-- START --

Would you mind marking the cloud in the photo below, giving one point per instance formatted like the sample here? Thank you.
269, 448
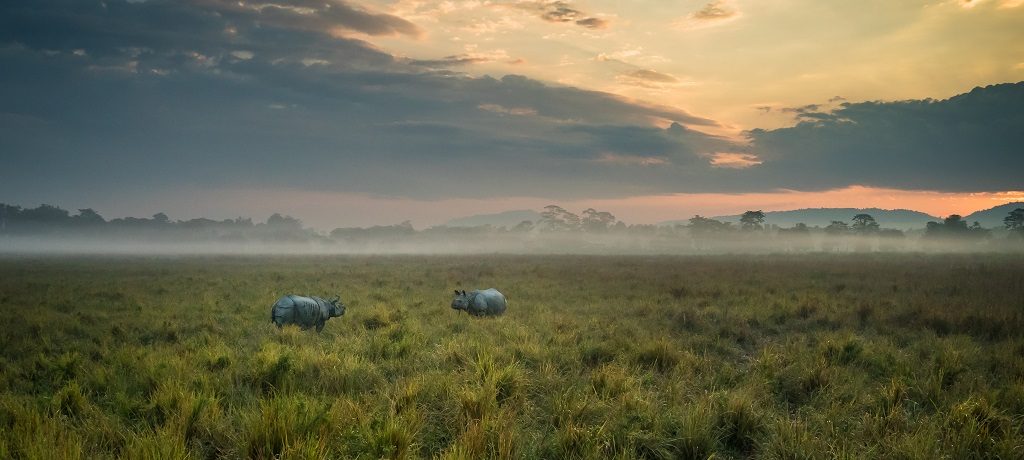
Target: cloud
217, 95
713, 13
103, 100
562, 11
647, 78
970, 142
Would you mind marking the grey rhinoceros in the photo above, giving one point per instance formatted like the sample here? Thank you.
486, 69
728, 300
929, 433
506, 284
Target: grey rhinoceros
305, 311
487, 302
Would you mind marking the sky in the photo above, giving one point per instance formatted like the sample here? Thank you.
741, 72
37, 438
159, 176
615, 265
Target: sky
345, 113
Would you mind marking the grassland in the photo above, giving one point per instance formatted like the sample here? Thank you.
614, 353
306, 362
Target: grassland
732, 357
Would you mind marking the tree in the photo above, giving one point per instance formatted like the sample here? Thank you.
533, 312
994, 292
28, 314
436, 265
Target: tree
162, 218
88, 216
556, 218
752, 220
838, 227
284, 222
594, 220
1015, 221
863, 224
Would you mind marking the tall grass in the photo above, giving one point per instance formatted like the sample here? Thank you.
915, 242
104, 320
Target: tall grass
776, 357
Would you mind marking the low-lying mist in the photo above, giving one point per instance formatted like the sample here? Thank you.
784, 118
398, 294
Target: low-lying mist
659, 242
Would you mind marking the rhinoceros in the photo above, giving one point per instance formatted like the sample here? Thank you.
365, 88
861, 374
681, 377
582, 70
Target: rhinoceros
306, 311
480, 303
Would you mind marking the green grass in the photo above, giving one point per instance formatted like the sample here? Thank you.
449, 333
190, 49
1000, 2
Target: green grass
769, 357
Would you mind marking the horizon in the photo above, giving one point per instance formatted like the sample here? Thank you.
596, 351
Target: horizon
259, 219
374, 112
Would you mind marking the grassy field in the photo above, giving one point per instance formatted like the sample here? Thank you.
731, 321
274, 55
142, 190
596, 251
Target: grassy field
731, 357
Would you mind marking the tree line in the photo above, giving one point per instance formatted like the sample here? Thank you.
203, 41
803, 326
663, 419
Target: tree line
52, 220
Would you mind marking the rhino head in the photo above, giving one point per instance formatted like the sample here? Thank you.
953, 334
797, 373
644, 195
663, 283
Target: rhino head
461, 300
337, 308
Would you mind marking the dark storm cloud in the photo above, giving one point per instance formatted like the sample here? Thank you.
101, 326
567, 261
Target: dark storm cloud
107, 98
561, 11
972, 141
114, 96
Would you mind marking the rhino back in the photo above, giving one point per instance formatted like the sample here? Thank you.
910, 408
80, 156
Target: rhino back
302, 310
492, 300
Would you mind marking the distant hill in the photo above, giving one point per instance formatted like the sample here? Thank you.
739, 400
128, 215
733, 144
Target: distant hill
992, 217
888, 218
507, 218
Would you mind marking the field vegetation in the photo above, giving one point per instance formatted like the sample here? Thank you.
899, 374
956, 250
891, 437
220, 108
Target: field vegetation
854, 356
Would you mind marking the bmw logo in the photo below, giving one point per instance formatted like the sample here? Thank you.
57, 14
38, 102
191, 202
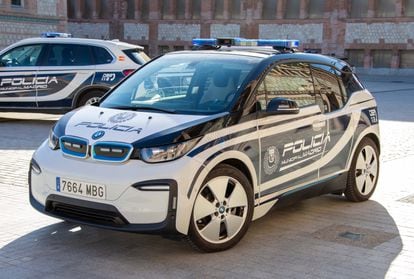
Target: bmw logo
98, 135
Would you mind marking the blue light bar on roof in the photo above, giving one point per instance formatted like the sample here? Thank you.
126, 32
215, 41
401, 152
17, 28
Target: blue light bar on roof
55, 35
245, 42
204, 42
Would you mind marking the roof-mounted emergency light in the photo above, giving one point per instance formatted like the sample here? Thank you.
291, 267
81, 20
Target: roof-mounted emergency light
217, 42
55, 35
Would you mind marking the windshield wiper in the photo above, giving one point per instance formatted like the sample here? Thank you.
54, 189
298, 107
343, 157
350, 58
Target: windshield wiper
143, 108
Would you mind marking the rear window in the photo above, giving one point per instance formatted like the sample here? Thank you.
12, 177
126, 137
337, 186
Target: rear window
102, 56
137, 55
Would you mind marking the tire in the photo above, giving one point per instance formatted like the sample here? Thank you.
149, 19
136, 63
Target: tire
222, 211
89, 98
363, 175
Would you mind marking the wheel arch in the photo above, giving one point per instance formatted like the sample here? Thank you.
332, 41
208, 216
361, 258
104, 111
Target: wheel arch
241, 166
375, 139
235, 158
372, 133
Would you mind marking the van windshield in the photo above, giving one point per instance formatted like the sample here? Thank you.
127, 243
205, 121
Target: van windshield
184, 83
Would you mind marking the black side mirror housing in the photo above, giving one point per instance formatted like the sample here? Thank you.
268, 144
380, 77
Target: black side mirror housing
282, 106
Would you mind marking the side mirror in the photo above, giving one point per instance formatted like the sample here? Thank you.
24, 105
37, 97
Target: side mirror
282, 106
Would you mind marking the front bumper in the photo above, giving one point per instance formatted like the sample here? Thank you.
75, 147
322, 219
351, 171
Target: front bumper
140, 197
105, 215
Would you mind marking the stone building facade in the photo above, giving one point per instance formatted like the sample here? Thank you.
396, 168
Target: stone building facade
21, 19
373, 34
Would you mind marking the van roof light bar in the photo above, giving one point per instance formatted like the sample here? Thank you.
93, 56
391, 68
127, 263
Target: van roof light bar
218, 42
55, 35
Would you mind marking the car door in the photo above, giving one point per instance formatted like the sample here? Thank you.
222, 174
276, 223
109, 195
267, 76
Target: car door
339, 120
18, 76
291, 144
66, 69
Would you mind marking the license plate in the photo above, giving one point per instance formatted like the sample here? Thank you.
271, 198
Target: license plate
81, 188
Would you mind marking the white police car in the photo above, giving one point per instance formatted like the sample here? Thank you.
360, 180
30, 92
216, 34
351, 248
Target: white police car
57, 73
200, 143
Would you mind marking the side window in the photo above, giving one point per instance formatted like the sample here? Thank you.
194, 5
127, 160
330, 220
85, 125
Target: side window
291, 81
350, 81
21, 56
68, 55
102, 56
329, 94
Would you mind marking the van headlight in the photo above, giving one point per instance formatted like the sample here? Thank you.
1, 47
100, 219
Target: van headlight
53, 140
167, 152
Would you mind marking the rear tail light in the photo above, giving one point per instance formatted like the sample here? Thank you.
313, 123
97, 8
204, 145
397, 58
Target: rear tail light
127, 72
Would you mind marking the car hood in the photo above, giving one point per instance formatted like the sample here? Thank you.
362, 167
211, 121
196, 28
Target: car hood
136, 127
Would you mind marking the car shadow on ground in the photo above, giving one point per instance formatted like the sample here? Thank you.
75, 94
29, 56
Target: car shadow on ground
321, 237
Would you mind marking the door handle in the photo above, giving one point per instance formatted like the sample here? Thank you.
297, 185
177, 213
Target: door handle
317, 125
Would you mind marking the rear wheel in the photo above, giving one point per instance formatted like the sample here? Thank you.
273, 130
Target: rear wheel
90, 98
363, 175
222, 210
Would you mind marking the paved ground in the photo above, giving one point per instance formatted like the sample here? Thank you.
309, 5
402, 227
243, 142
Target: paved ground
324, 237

-- END --
-- START --

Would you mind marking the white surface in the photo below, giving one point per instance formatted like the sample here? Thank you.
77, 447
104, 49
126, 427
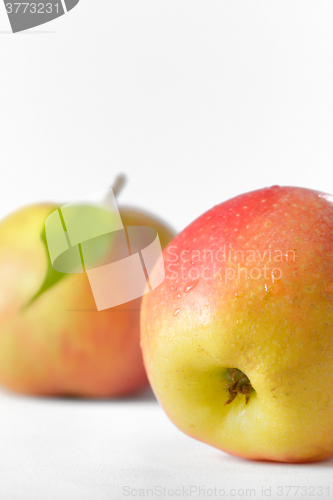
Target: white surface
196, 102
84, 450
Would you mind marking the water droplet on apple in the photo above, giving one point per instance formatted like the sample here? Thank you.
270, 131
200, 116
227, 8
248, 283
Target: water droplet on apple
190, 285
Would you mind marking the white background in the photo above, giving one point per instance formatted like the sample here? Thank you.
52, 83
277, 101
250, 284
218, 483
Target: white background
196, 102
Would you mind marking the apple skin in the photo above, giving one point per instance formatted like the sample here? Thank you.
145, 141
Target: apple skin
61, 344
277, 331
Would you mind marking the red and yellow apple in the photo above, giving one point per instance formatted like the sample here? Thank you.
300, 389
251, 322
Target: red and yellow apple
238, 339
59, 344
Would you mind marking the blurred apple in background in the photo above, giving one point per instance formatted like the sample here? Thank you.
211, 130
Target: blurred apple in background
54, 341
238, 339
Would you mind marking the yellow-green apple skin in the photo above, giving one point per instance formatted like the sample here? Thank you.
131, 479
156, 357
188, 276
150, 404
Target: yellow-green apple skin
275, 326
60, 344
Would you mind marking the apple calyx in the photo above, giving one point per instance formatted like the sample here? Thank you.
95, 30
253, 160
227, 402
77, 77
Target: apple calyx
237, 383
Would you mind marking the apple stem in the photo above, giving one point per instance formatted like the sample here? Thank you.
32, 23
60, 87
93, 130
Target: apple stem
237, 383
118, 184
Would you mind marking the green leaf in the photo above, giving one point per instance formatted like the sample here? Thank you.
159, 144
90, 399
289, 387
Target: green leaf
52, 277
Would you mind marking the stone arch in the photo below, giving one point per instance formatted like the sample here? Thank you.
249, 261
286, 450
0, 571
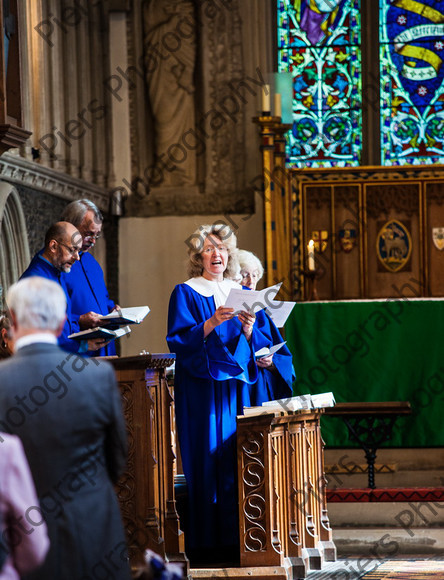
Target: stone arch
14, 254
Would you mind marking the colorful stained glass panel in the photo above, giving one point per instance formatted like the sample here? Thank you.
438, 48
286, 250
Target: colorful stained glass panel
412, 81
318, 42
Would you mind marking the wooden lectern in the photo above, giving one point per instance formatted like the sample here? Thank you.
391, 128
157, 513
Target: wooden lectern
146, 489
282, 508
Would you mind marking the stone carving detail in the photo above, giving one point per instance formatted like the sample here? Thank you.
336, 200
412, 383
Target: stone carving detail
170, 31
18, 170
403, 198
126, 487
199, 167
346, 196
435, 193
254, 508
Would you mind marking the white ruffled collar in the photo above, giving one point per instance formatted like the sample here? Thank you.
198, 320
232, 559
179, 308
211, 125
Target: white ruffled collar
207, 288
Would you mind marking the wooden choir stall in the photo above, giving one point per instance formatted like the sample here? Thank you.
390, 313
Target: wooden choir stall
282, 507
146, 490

-- END --
-- START --

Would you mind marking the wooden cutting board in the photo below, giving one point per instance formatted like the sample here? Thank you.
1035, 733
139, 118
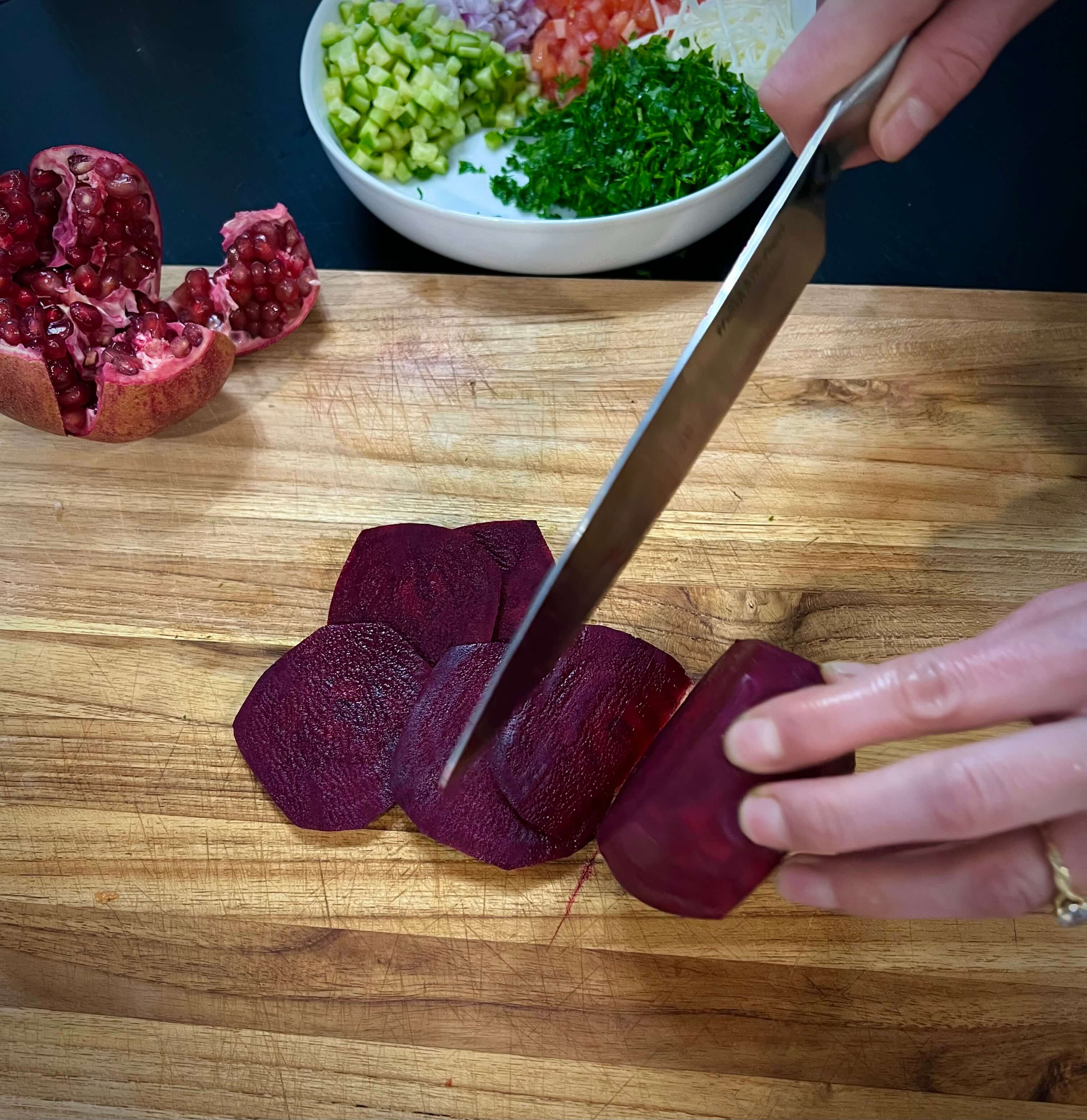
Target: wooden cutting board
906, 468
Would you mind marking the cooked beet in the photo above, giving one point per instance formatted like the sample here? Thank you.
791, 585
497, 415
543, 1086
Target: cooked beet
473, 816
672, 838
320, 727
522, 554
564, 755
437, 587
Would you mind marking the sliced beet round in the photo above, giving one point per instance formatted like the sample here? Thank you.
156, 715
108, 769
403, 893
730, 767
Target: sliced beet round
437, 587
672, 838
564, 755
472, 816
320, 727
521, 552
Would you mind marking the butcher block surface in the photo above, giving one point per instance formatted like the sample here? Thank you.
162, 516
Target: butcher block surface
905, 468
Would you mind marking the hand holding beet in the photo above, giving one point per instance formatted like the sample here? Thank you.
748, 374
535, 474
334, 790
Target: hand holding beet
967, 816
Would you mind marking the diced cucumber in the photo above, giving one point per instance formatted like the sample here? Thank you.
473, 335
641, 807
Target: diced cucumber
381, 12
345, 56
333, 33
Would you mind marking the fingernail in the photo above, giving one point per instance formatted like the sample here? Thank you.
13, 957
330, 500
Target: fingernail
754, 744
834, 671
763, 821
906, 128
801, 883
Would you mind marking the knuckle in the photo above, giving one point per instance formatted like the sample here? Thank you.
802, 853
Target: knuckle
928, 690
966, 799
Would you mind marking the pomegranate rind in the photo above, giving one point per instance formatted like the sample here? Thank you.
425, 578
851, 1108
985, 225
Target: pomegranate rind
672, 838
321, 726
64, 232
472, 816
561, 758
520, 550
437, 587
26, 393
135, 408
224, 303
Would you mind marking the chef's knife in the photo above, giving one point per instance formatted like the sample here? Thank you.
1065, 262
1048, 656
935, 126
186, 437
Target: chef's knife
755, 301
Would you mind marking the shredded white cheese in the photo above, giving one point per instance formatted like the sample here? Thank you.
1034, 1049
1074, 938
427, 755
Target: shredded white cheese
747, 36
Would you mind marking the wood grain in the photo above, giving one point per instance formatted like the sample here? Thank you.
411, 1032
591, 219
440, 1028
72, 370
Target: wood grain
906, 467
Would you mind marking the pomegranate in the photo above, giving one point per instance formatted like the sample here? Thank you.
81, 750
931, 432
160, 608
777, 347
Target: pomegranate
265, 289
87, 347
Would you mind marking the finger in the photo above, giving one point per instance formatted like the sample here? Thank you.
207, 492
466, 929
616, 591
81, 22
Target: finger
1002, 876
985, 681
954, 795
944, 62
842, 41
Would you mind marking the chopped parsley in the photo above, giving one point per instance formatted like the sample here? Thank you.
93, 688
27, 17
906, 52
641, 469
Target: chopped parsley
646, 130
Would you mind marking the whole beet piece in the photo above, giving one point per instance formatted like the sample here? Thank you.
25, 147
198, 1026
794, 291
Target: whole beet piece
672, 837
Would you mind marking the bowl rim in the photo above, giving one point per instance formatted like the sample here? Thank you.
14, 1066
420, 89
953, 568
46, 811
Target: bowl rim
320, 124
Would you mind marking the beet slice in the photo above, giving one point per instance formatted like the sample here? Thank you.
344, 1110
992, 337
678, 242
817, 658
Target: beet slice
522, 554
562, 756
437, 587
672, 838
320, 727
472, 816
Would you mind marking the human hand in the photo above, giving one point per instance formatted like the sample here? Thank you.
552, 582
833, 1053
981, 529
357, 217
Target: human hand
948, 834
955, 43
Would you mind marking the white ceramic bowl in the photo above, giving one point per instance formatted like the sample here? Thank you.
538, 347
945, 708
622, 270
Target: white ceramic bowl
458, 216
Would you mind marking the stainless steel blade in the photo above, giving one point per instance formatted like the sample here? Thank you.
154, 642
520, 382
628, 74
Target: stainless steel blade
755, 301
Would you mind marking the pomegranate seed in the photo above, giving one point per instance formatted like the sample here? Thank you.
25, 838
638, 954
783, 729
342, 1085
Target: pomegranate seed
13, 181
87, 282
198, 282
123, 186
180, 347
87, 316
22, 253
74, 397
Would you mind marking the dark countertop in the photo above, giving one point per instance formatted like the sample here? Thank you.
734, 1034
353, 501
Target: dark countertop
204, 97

-- END --

[What needs to be done] Gather every line of the rows above that contains the string "stall", and copy each one in full. Match case exactly.

[Response below]
Would you mind marking the wooden choir stall in the photo above, giving one point per instance formatted like the sample here? Thank you.
Target: wooden choir stall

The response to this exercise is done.